[start of EXCERPTED DATA]

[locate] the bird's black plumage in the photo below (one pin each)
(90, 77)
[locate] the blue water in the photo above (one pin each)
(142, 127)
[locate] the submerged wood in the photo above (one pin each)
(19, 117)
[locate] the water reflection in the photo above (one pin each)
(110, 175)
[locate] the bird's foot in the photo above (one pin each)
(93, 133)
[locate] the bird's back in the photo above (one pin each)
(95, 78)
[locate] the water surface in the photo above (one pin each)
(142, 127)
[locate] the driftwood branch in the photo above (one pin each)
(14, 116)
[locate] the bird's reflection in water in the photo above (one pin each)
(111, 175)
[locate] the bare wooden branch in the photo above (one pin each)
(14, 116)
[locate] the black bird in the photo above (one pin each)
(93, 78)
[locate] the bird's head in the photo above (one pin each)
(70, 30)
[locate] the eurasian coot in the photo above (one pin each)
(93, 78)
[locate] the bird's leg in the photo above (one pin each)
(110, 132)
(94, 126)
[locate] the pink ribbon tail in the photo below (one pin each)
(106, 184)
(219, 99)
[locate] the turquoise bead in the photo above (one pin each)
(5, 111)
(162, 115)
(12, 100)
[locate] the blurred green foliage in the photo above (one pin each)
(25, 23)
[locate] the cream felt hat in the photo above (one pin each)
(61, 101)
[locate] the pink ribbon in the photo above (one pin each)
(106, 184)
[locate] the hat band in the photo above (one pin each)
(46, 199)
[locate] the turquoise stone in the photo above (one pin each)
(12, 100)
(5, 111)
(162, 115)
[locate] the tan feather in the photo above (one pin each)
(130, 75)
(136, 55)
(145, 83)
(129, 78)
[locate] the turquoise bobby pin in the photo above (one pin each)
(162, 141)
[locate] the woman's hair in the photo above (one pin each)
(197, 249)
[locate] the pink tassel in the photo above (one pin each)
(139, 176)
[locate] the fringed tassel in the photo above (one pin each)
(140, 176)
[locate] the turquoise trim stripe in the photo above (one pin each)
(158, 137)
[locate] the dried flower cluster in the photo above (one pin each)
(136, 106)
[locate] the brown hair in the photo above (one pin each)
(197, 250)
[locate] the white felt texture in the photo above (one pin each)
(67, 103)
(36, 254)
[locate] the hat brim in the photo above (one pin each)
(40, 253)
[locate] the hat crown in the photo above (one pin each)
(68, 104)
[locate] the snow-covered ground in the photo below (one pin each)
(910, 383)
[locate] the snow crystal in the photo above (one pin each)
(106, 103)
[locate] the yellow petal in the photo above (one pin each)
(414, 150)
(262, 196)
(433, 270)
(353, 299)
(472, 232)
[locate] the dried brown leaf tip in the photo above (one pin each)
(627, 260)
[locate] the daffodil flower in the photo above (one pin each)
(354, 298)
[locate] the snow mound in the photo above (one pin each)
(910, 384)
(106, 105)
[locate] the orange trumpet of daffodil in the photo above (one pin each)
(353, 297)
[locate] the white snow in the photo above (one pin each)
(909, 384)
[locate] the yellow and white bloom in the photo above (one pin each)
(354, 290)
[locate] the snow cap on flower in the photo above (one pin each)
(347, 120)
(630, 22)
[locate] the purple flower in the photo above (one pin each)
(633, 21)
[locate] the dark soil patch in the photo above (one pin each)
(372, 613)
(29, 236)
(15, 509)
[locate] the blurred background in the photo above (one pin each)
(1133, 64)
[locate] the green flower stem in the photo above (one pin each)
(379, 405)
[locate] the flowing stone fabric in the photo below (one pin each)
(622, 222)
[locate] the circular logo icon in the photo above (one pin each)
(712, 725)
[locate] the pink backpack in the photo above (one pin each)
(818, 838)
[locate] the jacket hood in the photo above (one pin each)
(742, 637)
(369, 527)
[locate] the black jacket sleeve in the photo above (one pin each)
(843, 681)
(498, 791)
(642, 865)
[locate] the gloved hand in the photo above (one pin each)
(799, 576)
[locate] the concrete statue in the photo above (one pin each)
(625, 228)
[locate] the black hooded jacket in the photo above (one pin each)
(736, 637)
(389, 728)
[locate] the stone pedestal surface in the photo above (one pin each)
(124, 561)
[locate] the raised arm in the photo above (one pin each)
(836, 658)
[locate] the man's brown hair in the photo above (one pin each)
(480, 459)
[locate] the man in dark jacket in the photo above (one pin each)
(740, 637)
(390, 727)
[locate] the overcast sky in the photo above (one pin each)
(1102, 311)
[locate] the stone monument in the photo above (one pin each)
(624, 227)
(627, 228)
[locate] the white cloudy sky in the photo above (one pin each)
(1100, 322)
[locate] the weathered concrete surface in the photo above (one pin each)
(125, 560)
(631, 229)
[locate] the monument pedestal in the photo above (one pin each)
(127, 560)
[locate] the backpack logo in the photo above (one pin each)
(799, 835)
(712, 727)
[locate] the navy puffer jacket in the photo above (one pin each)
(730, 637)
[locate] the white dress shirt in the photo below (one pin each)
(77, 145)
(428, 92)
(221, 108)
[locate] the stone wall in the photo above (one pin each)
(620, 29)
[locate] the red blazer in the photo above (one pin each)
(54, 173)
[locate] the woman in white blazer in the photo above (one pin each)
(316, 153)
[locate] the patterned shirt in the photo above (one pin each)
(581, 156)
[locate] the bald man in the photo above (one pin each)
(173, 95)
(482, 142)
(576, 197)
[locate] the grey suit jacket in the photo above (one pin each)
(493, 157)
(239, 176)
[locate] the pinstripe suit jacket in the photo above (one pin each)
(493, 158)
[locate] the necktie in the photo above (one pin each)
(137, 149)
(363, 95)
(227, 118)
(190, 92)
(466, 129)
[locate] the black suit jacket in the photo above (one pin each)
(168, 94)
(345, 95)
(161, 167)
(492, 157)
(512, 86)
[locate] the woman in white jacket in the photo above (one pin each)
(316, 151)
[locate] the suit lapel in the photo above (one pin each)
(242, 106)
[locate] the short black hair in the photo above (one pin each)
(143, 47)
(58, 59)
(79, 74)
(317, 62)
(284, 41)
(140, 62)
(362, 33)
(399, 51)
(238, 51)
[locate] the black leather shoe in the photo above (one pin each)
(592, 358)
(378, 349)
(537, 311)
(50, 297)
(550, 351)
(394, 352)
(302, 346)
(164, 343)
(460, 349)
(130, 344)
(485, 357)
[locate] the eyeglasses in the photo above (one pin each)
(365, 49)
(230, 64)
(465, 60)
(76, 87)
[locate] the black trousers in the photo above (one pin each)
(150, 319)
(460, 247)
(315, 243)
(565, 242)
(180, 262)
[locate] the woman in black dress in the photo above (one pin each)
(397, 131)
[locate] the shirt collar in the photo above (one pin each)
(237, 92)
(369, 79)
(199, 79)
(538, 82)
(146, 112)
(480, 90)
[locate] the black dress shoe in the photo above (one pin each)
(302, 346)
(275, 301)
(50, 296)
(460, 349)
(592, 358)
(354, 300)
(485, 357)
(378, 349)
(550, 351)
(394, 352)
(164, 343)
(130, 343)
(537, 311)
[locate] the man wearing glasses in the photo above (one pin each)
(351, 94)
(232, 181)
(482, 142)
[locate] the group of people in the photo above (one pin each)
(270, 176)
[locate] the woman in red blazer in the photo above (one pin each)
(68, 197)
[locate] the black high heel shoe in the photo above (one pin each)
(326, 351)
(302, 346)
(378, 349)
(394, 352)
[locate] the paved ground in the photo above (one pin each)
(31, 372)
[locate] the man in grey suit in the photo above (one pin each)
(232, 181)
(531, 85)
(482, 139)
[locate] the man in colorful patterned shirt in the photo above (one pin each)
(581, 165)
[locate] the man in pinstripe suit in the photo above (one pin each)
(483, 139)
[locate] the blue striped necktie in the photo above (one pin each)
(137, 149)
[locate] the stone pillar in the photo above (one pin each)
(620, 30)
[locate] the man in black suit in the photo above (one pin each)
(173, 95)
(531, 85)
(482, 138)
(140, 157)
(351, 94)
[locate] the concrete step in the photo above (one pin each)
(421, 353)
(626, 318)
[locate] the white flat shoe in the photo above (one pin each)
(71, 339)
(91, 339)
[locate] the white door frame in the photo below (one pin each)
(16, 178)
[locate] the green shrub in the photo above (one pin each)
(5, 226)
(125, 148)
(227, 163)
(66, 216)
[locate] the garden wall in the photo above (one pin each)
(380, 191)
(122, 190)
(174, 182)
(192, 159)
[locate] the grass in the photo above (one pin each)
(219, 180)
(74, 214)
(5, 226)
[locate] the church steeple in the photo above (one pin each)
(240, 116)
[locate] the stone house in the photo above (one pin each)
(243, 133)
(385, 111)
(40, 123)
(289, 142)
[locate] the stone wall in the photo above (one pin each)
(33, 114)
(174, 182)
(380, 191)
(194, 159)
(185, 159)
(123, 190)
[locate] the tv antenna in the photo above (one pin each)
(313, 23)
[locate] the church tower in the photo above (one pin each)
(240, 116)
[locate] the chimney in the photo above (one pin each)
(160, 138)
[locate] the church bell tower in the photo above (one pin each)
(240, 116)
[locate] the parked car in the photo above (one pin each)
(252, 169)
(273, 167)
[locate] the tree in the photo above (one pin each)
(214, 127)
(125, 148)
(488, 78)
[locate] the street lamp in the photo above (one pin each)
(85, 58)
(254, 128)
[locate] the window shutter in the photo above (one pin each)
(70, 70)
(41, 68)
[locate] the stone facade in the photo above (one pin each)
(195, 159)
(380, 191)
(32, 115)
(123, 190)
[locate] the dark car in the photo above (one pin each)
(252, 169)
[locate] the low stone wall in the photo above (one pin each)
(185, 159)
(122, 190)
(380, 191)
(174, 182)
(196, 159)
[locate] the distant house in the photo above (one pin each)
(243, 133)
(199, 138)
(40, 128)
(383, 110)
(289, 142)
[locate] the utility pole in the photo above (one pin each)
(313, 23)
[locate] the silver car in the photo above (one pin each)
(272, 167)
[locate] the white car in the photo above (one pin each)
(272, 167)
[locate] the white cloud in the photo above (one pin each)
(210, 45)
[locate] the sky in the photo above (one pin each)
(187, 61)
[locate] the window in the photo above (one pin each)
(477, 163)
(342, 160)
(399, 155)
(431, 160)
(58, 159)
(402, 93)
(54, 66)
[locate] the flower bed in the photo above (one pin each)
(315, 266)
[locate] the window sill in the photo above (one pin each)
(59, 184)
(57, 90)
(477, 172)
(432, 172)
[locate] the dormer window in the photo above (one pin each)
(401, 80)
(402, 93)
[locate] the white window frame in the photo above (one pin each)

[end of EXCERPTED DATA]

### WHAT YOU SHOULD DO
Rewrite the material from the line containing "[locate] the window in" through the end, replacing "flower bed" with "garden bed" and leaving everything else unchanged.

### ANSWER TO THE PROBLEM
[locate] the window in the photo above (one pin each)
(477, 163)
(342, 160)
(399, 155)
(431, 160)
(58, 159)
(402, 93)
(54, 66)
[locate] the garden bed in the photo above (one pin each)
(315, 266)
[locate] the window sill in the photo above (one pin each)
(59, 184)
(57, 90)
(477, 172)
(432, 172)
[locate] the dormer window in the photo above (one pin each)
(401, 80)
(402, 93)
[locate] the white window frame in the photo above (one pin each)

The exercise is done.